◆ Work order 1 ◆
In the zebrafish infection study abstract, print the passage that begins at the words "水素富化水浸漬がAeromo" and stops after the words "aquaculture disease management.".
◆ Work order 2 ◆
According to the zebrafish infection study abstract, which anti-inflammatory cytokine was upregulated in fish given hydrogen-rich water immersion?
◆ Work order 3 ◆
Go on with the abstract on hydrogen-rich water and infected zebrafish, starting right after its final sentence.

◆ Document excerpt ◆
--------
水素富化水浸漬がAeromonas hydrophila感染ゼブラフィッシュの自然免疫応答と生存率に及ぼす影響
This study examined the effects of hydrogen-rich water (HRW) immersion on zebrafish (Danio rerio) challenged with the pathogenic bacterium Aeromonas hydrophila. Fish subjected to HRW immersion showed improved post-infection survival rates compared to controls, and bacterial proliferation within the host was markedly reduced. Gene expression analysis in the spleen, kidney, and liver revealed downregulation of pro-inflammatory mediators including IL-1β, IL-6, and NF-κB, alongside upregulation of the anti-inflammatory cytokine IL-10. These findings represent the first investigation of HRW effects in bacterially infected fish and suggest potential applications of molecular hydrogen in aquaculture disease management.
--------
◆ Record excerpts ◆
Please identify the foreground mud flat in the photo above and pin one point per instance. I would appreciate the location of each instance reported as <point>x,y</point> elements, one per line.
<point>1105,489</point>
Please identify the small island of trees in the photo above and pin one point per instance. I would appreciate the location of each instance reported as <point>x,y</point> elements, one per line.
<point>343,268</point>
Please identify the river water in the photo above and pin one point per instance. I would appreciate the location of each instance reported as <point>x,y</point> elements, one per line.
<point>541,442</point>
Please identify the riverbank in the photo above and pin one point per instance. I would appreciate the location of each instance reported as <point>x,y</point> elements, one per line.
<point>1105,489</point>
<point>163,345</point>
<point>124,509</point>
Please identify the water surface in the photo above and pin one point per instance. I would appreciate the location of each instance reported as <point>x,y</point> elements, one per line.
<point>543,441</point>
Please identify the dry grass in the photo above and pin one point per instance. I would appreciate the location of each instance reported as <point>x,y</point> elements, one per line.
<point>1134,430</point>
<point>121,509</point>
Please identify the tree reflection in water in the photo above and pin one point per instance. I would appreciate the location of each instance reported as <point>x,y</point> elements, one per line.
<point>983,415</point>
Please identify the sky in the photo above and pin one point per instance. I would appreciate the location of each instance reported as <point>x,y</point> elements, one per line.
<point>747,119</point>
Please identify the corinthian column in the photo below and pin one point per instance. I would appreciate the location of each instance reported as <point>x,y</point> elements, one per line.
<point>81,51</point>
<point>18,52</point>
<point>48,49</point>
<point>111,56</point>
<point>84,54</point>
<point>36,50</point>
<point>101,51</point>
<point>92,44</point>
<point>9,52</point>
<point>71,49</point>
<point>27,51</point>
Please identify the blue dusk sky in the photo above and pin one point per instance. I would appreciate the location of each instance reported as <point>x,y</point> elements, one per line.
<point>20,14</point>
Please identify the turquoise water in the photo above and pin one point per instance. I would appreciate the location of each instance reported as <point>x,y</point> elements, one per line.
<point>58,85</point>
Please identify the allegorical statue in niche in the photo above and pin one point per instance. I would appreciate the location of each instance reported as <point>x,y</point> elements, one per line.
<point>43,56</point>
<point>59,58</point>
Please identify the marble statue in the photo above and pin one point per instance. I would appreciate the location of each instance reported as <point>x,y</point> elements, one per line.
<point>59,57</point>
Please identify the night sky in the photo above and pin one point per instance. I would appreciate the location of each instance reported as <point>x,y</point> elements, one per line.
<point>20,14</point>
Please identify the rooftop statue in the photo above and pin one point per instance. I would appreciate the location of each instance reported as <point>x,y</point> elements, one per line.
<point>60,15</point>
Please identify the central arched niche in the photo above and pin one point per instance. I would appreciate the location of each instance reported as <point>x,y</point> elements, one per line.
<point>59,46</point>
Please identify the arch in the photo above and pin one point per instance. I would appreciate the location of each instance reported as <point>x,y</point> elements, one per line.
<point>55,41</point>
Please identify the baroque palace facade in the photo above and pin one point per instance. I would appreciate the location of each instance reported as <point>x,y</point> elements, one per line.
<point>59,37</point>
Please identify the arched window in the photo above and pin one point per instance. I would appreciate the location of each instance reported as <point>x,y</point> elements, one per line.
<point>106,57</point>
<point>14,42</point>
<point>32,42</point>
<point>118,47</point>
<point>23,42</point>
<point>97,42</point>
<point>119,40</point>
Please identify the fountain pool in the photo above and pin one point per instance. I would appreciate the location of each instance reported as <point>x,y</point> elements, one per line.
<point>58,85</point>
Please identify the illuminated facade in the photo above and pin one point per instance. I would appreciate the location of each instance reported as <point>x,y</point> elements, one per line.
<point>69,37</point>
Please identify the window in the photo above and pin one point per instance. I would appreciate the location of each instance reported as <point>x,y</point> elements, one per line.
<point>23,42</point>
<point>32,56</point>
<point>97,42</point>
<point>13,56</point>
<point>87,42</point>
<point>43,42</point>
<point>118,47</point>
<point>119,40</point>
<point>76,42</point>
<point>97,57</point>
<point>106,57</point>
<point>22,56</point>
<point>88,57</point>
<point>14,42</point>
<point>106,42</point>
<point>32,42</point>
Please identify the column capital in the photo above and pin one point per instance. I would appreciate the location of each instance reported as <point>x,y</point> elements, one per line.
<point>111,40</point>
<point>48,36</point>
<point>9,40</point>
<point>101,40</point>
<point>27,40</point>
--------
◆ Written response 1 ◆
水素富化水浸漬がAeromonas hydrophila感染ゼブラフィッシュの自然免疫応答と生存率に及ぼす影響
This study examined the effects of hydrogen-rich water (HRW) immersion on zebrafish (Danio rerio) challenged with the pathogenic bacterium Aeromonas hydrophila. Fish subjected to HRW immersion showed improved post-infection survival rates compared to controls, and bacterial proliferation within the host was markedly reduced. Gene expression analysis in the spleen, kidney, and liver revealed downregulation of pro-inflammatory mediators including IL-1β, IL-6, and NF-κB, alongside upregulation of the anti-inflammatory cytokine IL-10. These findings represent the first investigation of HRW effects in bacterially infected fish and suggest potential applications of molecular hydrogen in aquaculture disease management.

◆ Written response 2 ◆
IL-10

◆ Written response 3 ◆
HRW suppresses pro-inflammatory gene expression (NF-κB, IL-1β, IL-6) while upregulating the anti-inflammatory cytokine IL-10 in multiple organs, thereby modulating innate immune responses and limiting bacterial proliferation in zebrafish.
Hydrogen-rich water is a low-risk delivery route, but the achievable systemic hydrogen dose is bounded. For clinical applications, inhalation is the most efficient route; inhalation, however, carries explosion risk, and concentration matters (empirical LFL of 10% applies to inhalation environments; high-concentration devices are documented in the Consumer Affairs Agency accident database and are not recommended).